## Extracted data entries
------------------------------------------------------------
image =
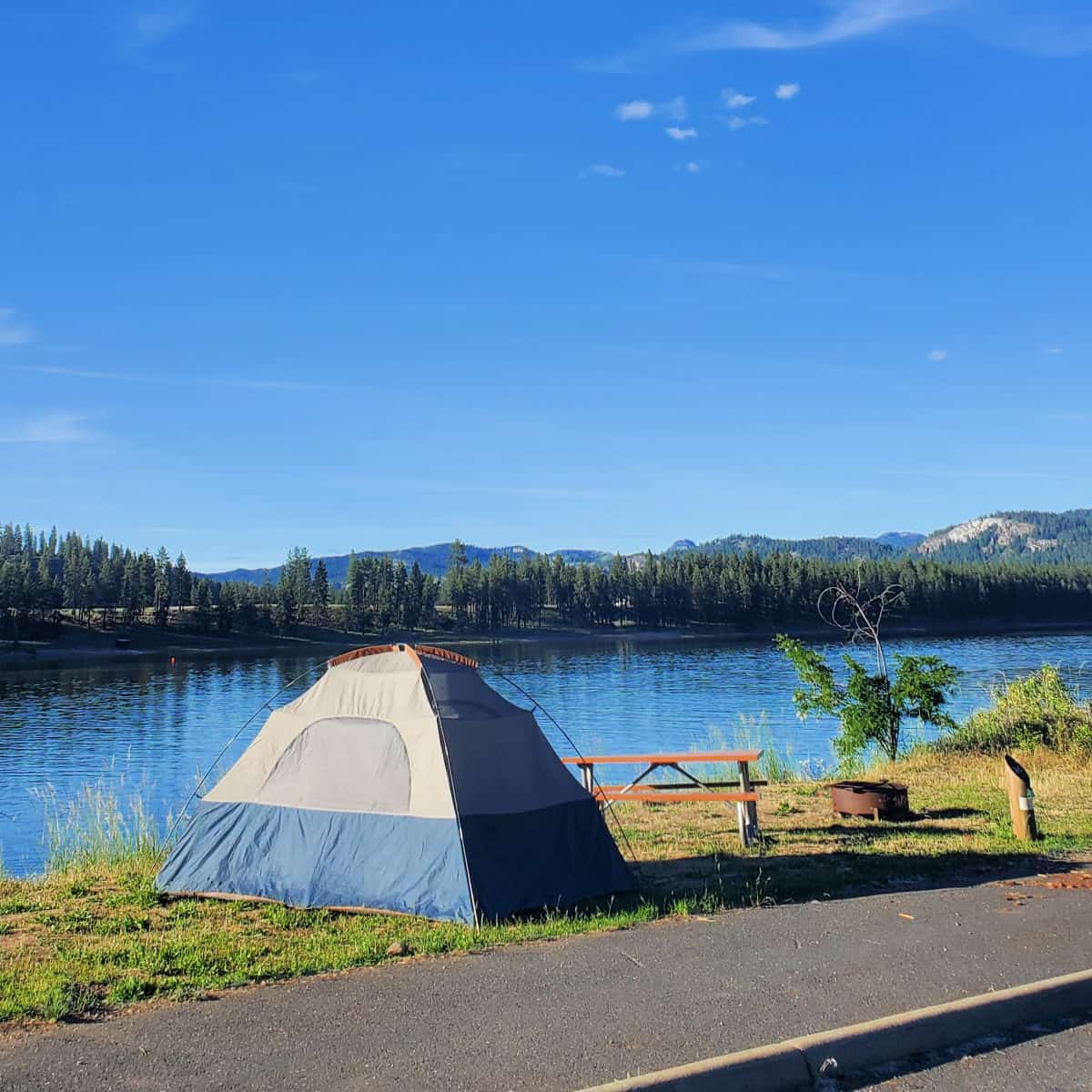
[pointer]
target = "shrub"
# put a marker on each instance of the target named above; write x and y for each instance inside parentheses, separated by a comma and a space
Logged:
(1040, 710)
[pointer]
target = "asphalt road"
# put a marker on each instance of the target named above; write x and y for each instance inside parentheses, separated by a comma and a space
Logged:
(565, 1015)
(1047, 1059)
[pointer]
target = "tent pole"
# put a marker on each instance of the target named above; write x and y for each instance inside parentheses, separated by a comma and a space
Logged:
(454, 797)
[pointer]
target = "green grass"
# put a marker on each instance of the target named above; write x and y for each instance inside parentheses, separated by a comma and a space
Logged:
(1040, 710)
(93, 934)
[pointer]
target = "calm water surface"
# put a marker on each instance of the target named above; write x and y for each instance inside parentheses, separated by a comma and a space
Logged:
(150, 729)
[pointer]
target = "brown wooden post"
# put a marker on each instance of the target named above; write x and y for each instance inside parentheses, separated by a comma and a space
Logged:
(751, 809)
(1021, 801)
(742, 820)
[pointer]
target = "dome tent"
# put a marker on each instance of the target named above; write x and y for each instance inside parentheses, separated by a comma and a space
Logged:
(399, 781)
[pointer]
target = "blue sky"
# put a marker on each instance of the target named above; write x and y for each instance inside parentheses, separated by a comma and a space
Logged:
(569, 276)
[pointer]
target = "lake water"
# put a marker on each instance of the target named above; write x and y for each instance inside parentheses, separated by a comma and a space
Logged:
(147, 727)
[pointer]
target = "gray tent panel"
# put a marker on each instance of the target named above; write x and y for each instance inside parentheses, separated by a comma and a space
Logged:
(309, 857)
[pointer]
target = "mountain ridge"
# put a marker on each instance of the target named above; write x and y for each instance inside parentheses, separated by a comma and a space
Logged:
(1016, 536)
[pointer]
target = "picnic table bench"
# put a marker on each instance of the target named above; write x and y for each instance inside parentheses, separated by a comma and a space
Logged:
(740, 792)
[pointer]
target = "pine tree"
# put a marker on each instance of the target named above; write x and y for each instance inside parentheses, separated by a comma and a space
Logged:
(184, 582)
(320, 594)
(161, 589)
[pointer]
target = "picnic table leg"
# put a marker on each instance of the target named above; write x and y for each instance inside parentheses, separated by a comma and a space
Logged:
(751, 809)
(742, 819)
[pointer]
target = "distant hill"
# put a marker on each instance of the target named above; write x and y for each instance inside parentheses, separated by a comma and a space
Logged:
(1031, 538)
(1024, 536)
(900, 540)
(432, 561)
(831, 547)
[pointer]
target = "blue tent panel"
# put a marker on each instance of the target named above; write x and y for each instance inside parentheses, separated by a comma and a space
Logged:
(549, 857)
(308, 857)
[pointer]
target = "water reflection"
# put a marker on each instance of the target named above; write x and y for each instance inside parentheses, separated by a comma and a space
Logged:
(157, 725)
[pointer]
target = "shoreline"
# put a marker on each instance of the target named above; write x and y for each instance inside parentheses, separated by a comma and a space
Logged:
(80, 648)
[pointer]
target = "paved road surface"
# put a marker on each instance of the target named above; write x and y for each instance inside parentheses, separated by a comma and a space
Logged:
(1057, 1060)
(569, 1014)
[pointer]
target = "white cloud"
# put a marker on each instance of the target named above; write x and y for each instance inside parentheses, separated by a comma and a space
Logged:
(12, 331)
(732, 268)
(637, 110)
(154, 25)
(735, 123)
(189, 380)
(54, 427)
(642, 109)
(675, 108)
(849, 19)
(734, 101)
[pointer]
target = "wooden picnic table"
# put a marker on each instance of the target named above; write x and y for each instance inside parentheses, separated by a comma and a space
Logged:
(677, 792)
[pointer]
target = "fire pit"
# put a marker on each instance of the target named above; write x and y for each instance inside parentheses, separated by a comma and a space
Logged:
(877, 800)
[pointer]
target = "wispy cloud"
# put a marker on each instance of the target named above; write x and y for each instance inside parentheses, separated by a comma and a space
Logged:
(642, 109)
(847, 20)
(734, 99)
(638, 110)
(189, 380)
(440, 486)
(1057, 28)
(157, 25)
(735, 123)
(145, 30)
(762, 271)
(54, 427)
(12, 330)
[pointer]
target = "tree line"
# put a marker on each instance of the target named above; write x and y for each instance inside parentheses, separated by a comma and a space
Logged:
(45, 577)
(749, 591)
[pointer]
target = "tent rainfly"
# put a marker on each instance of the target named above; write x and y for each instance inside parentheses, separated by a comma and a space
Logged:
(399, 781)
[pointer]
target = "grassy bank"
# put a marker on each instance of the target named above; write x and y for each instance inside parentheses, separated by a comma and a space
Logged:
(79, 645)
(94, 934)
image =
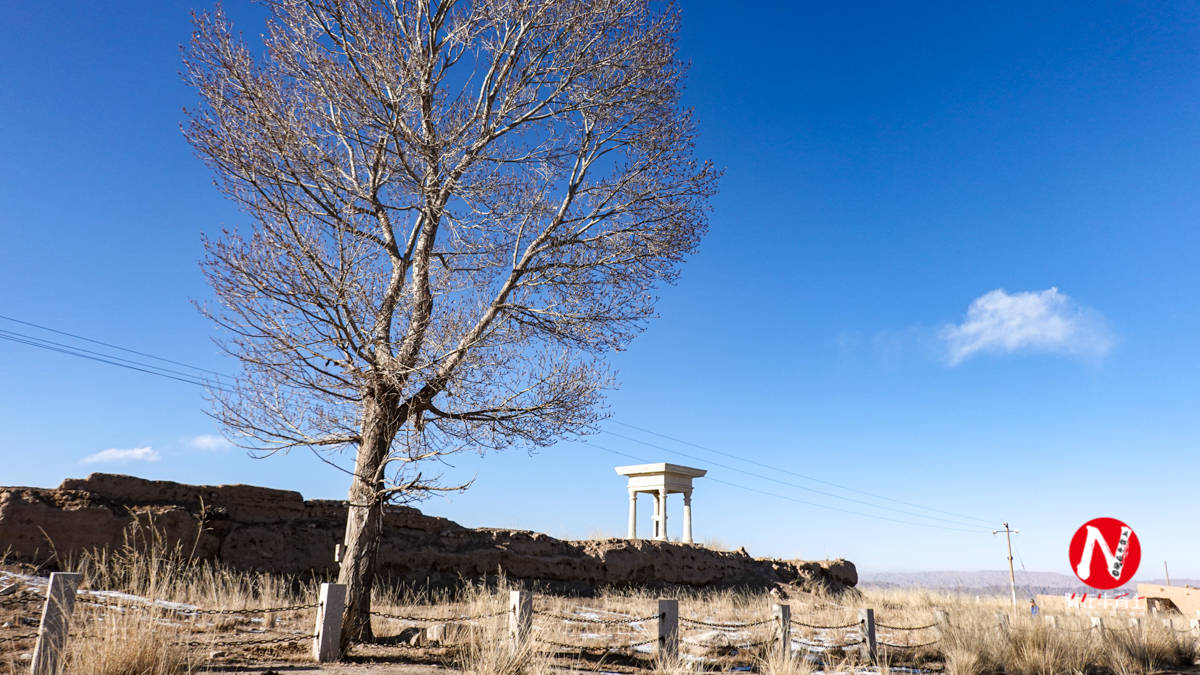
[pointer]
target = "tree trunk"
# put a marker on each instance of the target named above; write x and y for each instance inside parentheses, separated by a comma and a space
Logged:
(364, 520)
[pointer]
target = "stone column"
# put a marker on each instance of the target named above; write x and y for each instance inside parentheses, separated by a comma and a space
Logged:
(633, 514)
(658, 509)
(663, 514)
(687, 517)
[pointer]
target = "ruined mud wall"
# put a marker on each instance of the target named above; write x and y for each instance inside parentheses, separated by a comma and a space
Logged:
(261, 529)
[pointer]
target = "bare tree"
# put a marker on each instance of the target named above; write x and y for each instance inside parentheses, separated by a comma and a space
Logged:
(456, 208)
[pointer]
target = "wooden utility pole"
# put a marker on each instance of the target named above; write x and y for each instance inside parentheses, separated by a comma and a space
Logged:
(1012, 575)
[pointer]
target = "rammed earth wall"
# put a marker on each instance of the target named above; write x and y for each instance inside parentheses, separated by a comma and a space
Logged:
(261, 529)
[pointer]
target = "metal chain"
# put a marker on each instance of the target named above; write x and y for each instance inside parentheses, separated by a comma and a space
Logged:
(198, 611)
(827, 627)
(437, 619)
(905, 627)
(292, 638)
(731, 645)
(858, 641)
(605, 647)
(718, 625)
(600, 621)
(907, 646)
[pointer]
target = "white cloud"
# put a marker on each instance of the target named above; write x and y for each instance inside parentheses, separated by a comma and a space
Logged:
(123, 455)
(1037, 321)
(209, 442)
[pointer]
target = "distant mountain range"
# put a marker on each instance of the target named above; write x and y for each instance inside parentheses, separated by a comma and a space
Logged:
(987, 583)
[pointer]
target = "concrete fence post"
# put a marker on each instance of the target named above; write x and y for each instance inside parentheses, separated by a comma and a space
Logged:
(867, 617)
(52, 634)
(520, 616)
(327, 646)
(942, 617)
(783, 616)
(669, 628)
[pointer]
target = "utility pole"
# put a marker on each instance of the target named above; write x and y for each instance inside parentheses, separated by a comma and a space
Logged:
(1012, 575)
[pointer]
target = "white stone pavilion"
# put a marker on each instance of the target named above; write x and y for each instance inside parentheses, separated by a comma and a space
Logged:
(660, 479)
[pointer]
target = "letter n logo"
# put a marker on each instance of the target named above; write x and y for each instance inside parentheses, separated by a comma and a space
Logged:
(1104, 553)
------------------------------------------------------------
## Exercise task
Using the records above, retype everything exactly except the pictures.

## Solution to the problem
image =
[pointer]
target = "shrub"
# put a marker on each instance of the target named above; write x and y for each instance inside parentheses, separated by a comma and a space
Logged:
(1040, 710)
[pointer]
target = "asphalt road"
# put a marker on each instance of the target named above; write x and y for each instance inside parentheses, separated by a comma and a space
Logged:
(565, 1015)
(1047, 1059)
[pointer]
target = "tent pole"
# put a marker on each instance of the target named above; write x and y for each instance inside parentheses, separated by a comma and a space
Logged:
(454, 797)
[pointer]
target = "green grass"
# put a marker on each instance of the target named above; write x and y for each instance inside parentheses, separated by a comma and a space
Logged:
(1040, 710)
(93, 934)
[pointer]
target = "calm water surface"
# put a marker on each instance of the target named above; write x and y for each instance inside parentheses, separated by a comma and a space
Logged:
(150, 729)
[pointer]
target = "brown wooden post"
# put a marker on each instance of the target named above; write x and y for each instance inside parentheses, separated by a comma and a space
Logged:
(751, 809)
(1021, 801)
(742, 820)
[pointer]
target = "dome tent"
# put a marker on each instance of the target named above; write x and y for each instance inside parentheses, separated by a comma and a space
Logged:
(399, 781)
[pointer]
target = "blue sky"
# put a marker on each instance of the target named above; write x and y for each instance inside parentheses, separated by a comma and a space
Logged:
(569, 276)
[pointer]
target = "lake water"
# put a marker on each instance of the target named above; write x and y for each instance inside parentheses, separated by a comma and a space
Logged:
(147, 727)
[pointer]
target = "gray tent panel"
# put a marker on each instance of the target named above; write x and y for each instance inside parentheses, separated by a comma and a space
Logged:
(309, 857)
[pointer]
target = "mountain ridge"
# put a marker on each instance of the target named above; write x and y for each instance inside parentheses, separated by a comma and a space
Logged:
(1016, 536)
[pointer]
target = "picnic table bench"
# put a marker on each instance of the target named above; write x and y for each instance inside parentheses, separated by a comma and a space
Logged:
(740, 792)
[pointer]
target = "pine tree"
# put a marker on each instance of the target named above; write x and y for each instance inside parentheses, separated by a comma and a space
Logged:
(184, 582)
(320, 594)
(161, 589)
[pointer]
target = "picnic table leg"
# put a marker on each instance of the target named above; write x and y for each instance inside parentheses, separated by a comma and a space
Logged:
(751, 809)
(742, 819)
[pointer]
target = "distant hill"
# put a marker on each instance of the target named above; write x and y for each instance inside parentheses, separated by a comma and a space
Logged:
(1031, 538)
(1024, 536)
(900, 540)
(432, 561)
(831, 547)
[pointer]
target = "blue tent panel"
# put a marker on each instance of the target named above; write x and y for each instance inside parentheses, separated by a comma and a space
Logged:
(549, 857)
(308, 857)
[pointer]
target = "water reflection"
# put a marker on each instance of the target named above; write x and y for each instance inside parentheses, separated by a comma and a space
Logged:
(157, 725)
[pointer]
target = "shoreline"
# put a marker on each instance of the target named above; write x and y for each instance inside parentheses, separated by a comma and a space
Logged:
(80, 648)
[pointer]
target = "paved road surface"
# put a marker on each instance of the target named above; write x and y for each instance inside parentheses, separated by a comma and a space
Logged:
(1057, 1060)
(569, 1014)
[pointer]
target = "white cloud"
# put a marker on each instance of the target named above; write x and y for each instance inside parentheses, separated by a comma and a space
Logged:
(12, 331)
(732, 268)
(637, 110)
(154, 25)
(735, 123)
(189, 380)
(54, 427)
(642, 109)
(675, 108)
(849, 19)
(734, 101)
[pointer]
target = "wooden picnic table"
# put a marker on each instance of the target named above; write x and y for each instance inside parentheses, separated by a comma and a space
Logged:
(677, 792)
[pointer]
target = "fire pit"
# put a marker on each instance of the target named above; write x and y for each instance inside parentheses, separated by a comma and a space
Logged:
(877, 800)
[pointer]
target = "wispy cloud"
# put a marker on each instance of the target named above; write x and y for each instance inside parentheses, separated by a comma and a space
Logged:
(642, 109)
(847, 20)
(734, 99)
(638, 110)
(189, 380)
(440, 486)
(1057, 28)
(157, 25)
(735, 123)
(145, 30)
(762, 271)
(54, 427)
(12, 330)
[pointer]
target = "tree line"
# put a marker on each instance of the target named above; write x and y for each instance inside parentheses, separated by a comma and a space
Logged:
(45, 577)
(749, 591)
[pointer]
target = "tent rainfly"
# put a marker on each instance of the target named above; write x and y for each instance inside parentheses, separated by a comma and a space
Logged:
(399, 781)
[pointer]
target = "grassy bank"
# put a marker on each instance of the target named above; write x and y for each instance inside parentheses, separated by a comma and a space
Logged:
(79, 645)
(94, 934)
image =
[pointer]
target = "tree trunk"
# put a marker on each instance of the target named above; write x and y for each instance inside parentheses, separated by a comma and a space
Logged:
(364, 520)
[pointer]
target = "stone column"
# put a marker on each instance of the target named above; write x and y for each instance inside parentheses, separated by a comma and a space
Logged:
(633, 514)
(658, 509)
(663, 514)
(687, 517)
[pointer]
target = "ruined mud wall"
# put a marker on each instance of the target named above; write x and y for each instance inside parentheses, separated by a comma and a space
Logged:
(261, 529)
[pointer]
target = "bare tree"
# put a marker on each instance of the target named above; write x and y for each instance inside parentheses, separated by a comma and a space
Logged:
(456, 208)
[pointer]
target = "wooden utility pole"
# put a marker on each instance of the target named above; write x and y for each instance inside parentheses, separated by a comma and a space
Logged:
(1012, 575)
[pointer]
target = "rammed earth wall"
# put a marker on each instance of the target named above; write x and y for each instance inside parentheses, separated by a comma and a space
Logged:
(261, 529)
[pointer]
target = "metal chain"
# put a marker on each instance of the target named above; write x and y for each instance inside parentheses, separated by a comma and a space
Logged:
(198, 611)
(827, 627)
(437, 619)
(905, 627)
(292, 638)
(731, 645)
(858, 641)
(605, 647)
(718, 625)
(600, 621)
(907, 646)
[pointer]
target = "white cloud"
# put a marker on each instance of the target named above; write x and y for each instance inside parentheses, separated by a comma and a space
Logged:
(123, 455)
(1037, 321)
(209, 442)
[pointer]
target = "distant mountain range"
# put a marker on each instance of the target named above; write x and y for each instance inside parentheses, separated by a comma and a space
Logged:
(987, 583)
[pointer]
target = "concrete fence post"
# put a marker on each instance of the target named above; write x and y for each instance inside parentheses, separated by a comma and a space
Logged:
(867, 617)
(52, 634)
(520, 616)
(327, 646)
(942, 617)
(783, 616)
(669, 628)
[pointer]
target = "utility pole"
# put a marker on each instance of the target named above; write x and y for each instance inside parentheses, separated by a comma and a space
Logged:
(1012, 575)
[pointer]
target = "white stone pavilion"
# put a marker on each instance of the target named above; write x and y for each instance inside parentheses, separated by a comma and a space
Logged:
(660, 479)
[pointer]
target = "letter n logo"
# put a marker on each instance of the target named above; write x and y for each instance inside parentheses, separated by a comma and a space
Logged:
(1104, 553)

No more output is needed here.